SOURCE EXTRACT ▸
━━━━━━━━━━

Maximus
Gold Member
I have decided to try cous cous as not tried other than once in Florida in a Moroccan Restaurant.
As a first and therefore fool-proof attempt, I have obtained several of those Ainsley Harriott packets (100g) ok, they're instant, but I want to know a couple of things.
Firstly, I plan to make fish cakes - salmon flavoursed, but using cous cous instead og potato and then once formed frying in frylight for a crunchy taste.
Now then, I have three flavours of cous cous, SPice sensation, Sun dried tomatoe & garlic and Lemon, Mint & parsley. I suspect I would be better using the last one with its milder flavour so as not to over-power the salmon. Does that sound about right?
Secondly, I also plan a bit of Moroccan, I have some diced lamb. Would it be best to serve the lamb with one of the other cous cous flavours? - if so, or if not, how best to serve and what other things might I add to "enhance" the Moroccan experience?

━━━━━━━━━━

PROBLEM SET ▸
• a. What brand of instant couscous packets does the forum post mention?
• b. Write out again the part of the forum post from "Firstly, I plan" up to and including "a crunchy taste.", with no changes.
The records after the forum post aren't needed for anything here.

━━━━━━━━━━

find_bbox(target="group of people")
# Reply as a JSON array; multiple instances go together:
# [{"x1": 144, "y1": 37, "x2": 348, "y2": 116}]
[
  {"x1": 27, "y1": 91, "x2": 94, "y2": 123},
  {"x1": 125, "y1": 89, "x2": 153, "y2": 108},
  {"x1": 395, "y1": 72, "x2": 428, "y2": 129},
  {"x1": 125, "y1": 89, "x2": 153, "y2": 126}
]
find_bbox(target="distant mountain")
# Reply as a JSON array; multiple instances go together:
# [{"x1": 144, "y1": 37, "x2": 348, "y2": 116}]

━━━━━━━━━━

SOLUTIONS TO THE TASKS ▸
• a. Ainsley Harriott

• b.
Firstly, I plan to make fish cakes - salmon flavoursed, but using cous cous instead og potato and then once formed frying in frylight for a crunchy taste.